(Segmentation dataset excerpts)
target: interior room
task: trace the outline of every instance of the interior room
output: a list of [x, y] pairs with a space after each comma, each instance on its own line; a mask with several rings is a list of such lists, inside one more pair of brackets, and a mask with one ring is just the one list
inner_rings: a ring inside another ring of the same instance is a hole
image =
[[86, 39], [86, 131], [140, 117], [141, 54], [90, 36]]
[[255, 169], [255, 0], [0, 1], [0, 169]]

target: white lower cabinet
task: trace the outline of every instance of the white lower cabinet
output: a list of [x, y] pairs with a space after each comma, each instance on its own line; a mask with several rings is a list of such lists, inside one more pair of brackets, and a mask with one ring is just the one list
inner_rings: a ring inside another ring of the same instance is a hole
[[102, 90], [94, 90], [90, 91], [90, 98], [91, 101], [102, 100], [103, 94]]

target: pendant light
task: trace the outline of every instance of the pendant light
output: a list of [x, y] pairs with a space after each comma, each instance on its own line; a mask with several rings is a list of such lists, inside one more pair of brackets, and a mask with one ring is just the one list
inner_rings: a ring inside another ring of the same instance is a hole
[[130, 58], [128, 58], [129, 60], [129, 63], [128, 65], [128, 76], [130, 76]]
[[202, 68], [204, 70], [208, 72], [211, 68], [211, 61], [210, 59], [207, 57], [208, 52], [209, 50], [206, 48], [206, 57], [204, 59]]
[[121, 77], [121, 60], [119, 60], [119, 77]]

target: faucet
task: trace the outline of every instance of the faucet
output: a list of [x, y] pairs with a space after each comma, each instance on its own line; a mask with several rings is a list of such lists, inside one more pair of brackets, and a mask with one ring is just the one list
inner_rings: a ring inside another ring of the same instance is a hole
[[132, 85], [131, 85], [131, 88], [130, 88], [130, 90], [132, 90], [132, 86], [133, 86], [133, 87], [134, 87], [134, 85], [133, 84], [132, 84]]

What is expected: Copy the records verbatim, starting at the line that contains "target: faucet" and ending at the end of the records, with both ends included.

Result of the task:
target: faucet
task: trace the outline of every instance of the faucet
output: a list of [x, y] pairs with a space after each comma, each instance on its own line; a mask with several rings is a list of such lists, inside one more pair of brackets, and a mask with one ring is just the one list
inner_rings: a ring inside another ring of the same instance is a hole
[[132, 85], [131, 85], [131, 88], [130, 88], [130, 90], [132, 90], [132, 86], [133, 86], [133, 87], [134, 87], [134, 85], [133, 84], [132, 84]]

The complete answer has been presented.